▸ 設定課題 A: 常滑の陶工水上義介についての本文に照らし、次の記述(i)〜(iii)がそれぞれ本文と一致するかを「はい」か「いいえ」で判定し、決め手となる本文の語句をそのまま引用せよ。(i) 義介は自作の焼き物を販売していなかった。(ii) 義介の窯は自宅の庭先にあった。(iii) 義介は昭和62年に82歳で亡くなった。
▸ 設定課題 B: 水上義介を紹介する本文に現れる年の表記(和暦・西暦)を、重複を除いてすべて列挙せよ。
▸ 設定課題 C: 常滑の陶工水上義介を紹介する本文を、最後の行に続けて書き進めよ。

▸ 本文セクション:
⟨
今日は明治生まれの常滑の陶工
義介(よしすけ)のご紹介です
明治生まれとなりますと
義介さんをご存知の方はみえましたが
息子さんも亡くなっていて
詳しい話を伺える方はいませんでした
しかし義介さんは俳句をされていて
80歳頃句集を出されています
その中で人生を振り返っている記述や
義介さんをご存知の方々のお話しから
以下をまとめました
水上義介(みずかみよしすけ)
夢楽窯
明治38年1月(1905年)生まれ
昭和62年(1987年)82歳にて逝去
義介さんの鉢は独特の辰砂釉が特徴です
まぼろしの作家などと言われますが
これは世に出ている数が
少ないからだと思われます
焼き物に関してはいわゆる趣味の
範疇だったようで
これをなりわいにしていたわけでは
ないようです
しかし販売はしていました
私の盆栽師匠もお宅へ直接伺って
鉢を買ったことがあるそうです
盆栽鉢よりも抹茶椀などを
多く作っておりました
窯は自宅の庭先に
フイゴ窯を作って焼いていました
フイゴは検索しますと気密な空間の
体積を変化させることによって
空気の流れを生み出す器具・・とあります
難しいですね
簡単に言えば送風機の役割をする
装置らしいです
焼成の時にフイゴで空気を送ると
燃焼温度が高まって辰砂も
うまく出来るそうです
義介さんの辰砂赤の秘密は
フイゴだったんですね
義介さんの落款のご紹介です
落款は夢楽窯から
夢と印が押されていますが
上に釉薬がかかっている為
見にくい場合があります
義介さんの鉢のご紹介です
辰砂赤丸鉢6㎝
最後に義介さんの人生を
時系列で追ってみます
明治38年生まれ(1905年)
⟩
(データのまとまり)
⟨
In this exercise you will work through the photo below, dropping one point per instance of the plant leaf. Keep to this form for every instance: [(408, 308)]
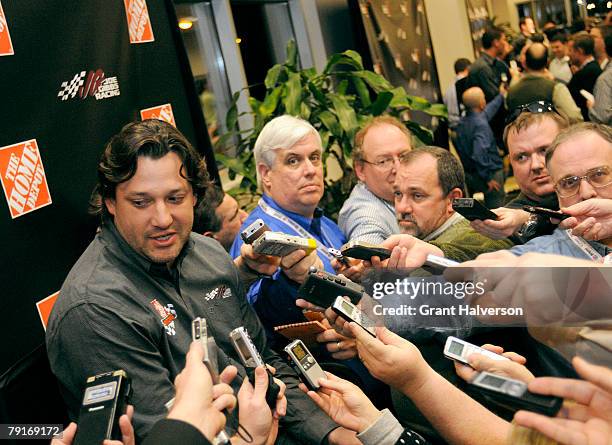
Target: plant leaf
[(377, 83), (362, 91), (293, 95), (291, 61), (346, 114), (330, 122), (270, 102), (381, 103), (231, 119)]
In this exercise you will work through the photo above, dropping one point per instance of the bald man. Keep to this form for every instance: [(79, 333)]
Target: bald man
[(536, 84), (477, 147)]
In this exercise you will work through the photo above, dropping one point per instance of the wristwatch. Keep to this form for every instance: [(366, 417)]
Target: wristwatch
[(529, 228)]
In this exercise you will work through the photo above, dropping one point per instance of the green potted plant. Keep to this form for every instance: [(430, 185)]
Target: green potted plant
[(336, 101)]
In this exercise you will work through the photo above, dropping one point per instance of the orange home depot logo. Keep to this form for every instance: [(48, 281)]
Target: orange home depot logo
[(162, 112), (139, 23), (6, 46), (44, 307), (23, 178)]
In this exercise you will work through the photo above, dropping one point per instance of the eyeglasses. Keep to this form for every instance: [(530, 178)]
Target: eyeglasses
[(539, 106), (598, 177), (387, 163)]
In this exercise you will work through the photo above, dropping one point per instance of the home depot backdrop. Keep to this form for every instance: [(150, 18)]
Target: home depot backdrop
[(72, 74)]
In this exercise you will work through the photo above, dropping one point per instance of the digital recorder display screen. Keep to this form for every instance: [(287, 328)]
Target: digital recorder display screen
[(299, 352), (348, 308), (455, 348), (99, 393), (492, 381), (244, 350)]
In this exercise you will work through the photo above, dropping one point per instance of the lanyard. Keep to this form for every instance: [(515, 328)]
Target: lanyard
[(295, 226), (585, 247)]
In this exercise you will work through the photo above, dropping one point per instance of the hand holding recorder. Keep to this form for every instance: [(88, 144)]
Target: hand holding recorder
[(590, 219), (197, 401), (344, 402), (588, 421), (470, 359)]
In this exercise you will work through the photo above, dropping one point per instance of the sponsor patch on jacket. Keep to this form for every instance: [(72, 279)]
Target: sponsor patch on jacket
[(167, 316), (222, 291)]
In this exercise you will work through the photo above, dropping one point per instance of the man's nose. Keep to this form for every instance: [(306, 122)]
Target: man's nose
[(162, 217)]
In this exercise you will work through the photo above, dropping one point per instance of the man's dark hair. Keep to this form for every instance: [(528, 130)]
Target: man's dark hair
[(461, 65), (490, 35), (205, 217), (536, 57), (559, 37), (150, 138), (450, 171), (585, 42), (523, 21)]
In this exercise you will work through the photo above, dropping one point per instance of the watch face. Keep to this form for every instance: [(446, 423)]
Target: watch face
[(529, 229)]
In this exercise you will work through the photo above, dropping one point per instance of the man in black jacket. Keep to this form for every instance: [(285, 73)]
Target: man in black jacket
[(582, 55), (129, 300)]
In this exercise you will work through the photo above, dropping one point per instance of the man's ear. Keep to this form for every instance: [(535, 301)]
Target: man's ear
[(110, 205), (358, 166), (264, 174), (454, 193)]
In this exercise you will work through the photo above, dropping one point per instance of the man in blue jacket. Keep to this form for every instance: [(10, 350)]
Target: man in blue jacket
[(288, 155), (477, 147)]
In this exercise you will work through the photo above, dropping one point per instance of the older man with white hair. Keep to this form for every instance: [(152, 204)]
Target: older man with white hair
[(288, 155)]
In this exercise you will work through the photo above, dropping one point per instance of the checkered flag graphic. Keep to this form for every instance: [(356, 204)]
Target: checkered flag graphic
[(69, 90)]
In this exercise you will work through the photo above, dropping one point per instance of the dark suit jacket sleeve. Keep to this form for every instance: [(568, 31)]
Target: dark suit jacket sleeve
[(304, 420), (169, 431)]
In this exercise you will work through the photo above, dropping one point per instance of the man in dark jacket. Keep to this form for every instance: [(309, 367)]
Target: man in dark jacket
[(129, 300), (477, 147), (582, 55)]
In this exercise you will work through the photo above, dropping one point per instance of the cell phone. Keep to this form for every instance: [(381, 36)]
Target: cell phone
[(305, 364), (199, 333), (549, 213), (438, 264), (280, 244), (250, 358), (459, 350), (350, 312), (338, 255), (587, 95), (105, 400), (322, 288), (364, 251), (514, 395), (472, 209), (253, 231)]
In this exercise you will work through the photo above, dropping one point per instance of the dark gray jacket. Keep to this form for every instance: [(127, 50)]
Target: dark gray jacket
[(117, 310)]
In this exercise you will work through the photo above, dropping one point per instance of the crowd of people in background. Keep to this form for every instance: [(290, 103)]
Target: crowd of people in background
[(169, 250)]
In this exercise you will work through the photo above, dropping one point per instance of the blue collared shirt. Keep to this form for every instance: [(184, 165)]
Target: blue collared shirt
[(558, 244), (274, 297)]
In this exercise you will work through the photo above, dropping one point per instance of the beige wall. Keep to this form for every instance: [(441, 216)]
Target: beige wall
[(450, 36)]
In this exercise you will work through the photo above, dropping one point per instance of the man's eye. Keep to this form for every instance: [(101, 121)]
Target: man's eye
[(569, 182)]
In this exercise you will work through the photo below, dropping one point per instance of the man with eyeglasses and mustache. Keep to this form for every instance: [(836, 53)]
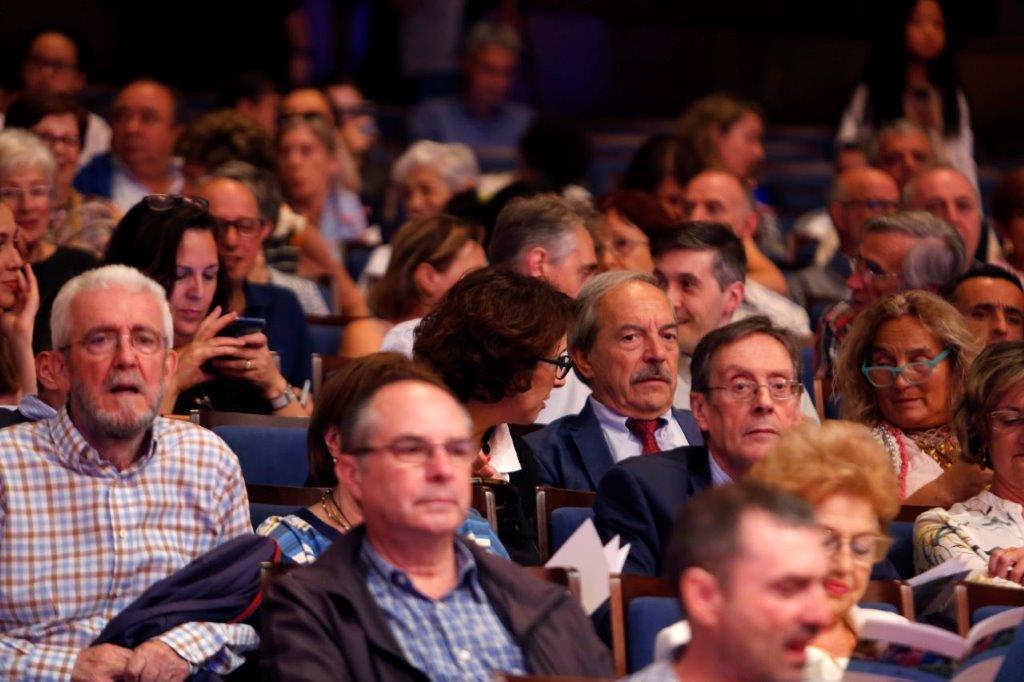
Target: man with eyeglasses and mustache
[(745, 392), (625, 345), (401, 597), (105, 499)]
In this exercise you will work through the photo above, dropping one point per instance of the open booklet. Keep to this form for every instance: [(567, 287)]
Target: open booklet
[(895, 650), (595, 562)]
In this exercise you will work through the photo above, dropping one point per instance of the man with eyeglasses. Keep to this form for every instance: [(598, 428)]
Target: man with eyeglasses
[(991, 301), (625, 345), (105, 499), (744, 394), (401, 597)]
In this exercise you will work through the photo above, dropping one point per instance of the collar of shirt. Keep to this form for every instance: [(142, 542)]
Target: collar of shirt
[(623, 443), (73, 450), (718, 474), (465, 564)]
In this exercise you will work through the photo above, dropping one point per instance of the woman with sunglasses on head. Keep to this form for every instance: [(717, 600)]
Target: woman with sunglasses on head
[(901, 366), (173, 240), (986, 531)]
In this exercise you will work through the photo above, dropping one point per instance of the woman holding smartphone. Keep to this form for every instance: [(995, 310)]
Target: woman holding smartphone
[(220, 366)]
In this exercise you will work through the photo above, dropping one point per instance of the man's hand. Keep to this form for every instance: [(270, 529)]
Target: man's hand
[(104, 663), (156, 662)]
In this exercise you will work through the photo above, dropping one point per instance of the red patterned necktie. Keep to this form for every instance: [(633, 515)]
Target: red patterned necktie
[(644, 429)]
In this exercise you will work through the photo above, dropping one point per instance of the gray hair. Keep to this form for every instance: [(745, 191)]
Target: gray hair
[(108, 276), (492, 33), (543, 220), (454, 162), (583, 331), (22, 151), (261, 183), (928, 264)]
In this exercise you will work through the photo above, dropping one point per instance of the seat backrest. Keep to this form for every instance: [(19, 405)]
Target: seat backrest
[(268, 456)]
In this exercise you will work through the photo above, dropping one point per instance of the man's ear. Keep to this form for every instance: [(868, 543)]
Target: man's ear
[(701, 596)]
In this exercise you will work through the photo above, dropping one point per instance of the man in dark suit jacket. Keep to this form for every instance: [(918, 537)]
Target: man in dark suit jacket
[(745, 393), (624, 344)]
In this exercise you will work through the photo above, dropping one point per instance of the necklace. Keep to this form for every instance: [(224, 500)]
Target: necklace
[(336, 515)]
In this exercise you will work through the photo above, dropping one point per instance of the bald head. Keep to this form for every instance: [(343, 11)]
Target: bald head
[(858, 196), (720, 197)]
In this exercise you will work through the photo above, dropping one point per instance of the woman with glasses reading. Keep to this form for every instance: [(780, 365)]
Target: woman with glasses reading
[(986, 531), (498, 340), (900, 369)]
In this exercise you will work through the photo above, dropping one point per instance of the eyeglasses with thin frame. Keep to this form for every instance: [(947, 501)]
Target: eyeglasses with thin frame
[(563, 364), (865, 548), (414, 451), (15, 195), (168, 202), (743, 390), (884, 376), (102, 342)]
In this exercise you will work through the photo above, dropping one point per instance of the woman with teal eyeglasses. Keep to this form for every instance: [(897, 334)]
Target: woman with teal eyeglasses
[(901, 368), (986, 531)]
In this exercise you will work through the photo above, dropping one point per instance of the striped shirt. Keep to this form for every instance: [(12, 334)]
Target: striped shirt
[(458, 637), (82, 540)]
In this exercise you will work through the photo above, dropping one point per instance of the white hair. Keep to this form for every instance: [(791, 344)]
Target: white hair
[(455, 163), (22, 151), (109, 276)]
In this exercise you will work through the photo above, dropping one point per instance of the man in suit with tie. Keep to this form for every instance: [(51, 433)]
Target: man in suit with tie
[(625, 345), (745, 393)]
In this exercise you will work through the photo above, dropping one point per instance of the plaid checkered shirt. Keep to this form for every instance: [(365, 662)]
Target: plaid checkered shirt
[(456, 638), (81, 540)]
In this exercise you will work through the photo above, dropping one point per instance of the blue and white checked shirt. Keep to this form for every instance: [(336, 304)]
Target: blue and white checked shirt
[(459, 637), (80, 541)]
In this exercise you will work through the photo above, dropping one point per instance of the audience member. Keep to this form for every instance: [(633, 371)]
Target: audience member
[(241, 232), (498, 340), (902, 148), (899, 252), (911, 74), (947, 194), (841, 471), (60, 123), (28, 172), (632, 219), (428, 256), (991, 301), (173, 241), (652, 169), (359, 611), (749, 565), (53, 66), (901, 367), (624, 343), (638, 499), (306, 534), (145, 118), (482, 117), (984, 531), (722, 132), (151, 495), (701, 267)]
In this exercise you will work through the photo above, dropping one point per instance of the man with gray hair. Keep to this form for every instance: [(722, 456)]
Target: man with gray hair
[(482, 117), (625, 345), (105, 499), (898, 252)]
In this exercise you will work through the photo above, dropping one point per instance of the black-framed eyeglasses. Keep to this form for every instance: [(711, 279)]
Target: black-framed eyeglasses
⟩
▸ 結果 A:
(i) いいえ。「しかし販売はしていました」
(ii) はい。「窯は自宅の庭先に」
(iii) はい。「昭和62年(1987年)82歳にて逝去」

▸ 結果 B: 明治38年、1905年、昭和62年、1987年

▸ 結果 C:
大正8年高等小学校卒業(1919年)14才
大正8年から丸十杉江製陶に勤務
大正11年(1922年)上京17才
大正12年東京中学4学年編入するも
関東大震災が起き鹿児島へ転校
大正14年東京高等工業学校窯業科入学
昭和3年卒業(1928年)23才
昭和3年丸十杉江製陶勤務
昭和12年日支事変から戦争始まる
昭和20年終戦(1945年)40才
昭和22年常滑町町会議員となる
昭和29年市制施行常滑市となる
昭和30年より市教育委員長
昭和36年狭心症の為入院
昭和36年公職を退く(1961年)56才
以降俳句は俳号夢楽として焼き物は
陶名楽介として打ち込む
昭和59年句集発行(1984年)79才
昭和62年逝去(1987年)82才
余談ですがお勤め先で出てくる
丸十杉江製陶は現在の東窯工業です
東窯工業といえば現在も稼働中の
工場でありながら映画、テレビの
ロケに度々使われている会社です
一番有名なのは
『20世紀少年 最終章「ぼくらの旗」』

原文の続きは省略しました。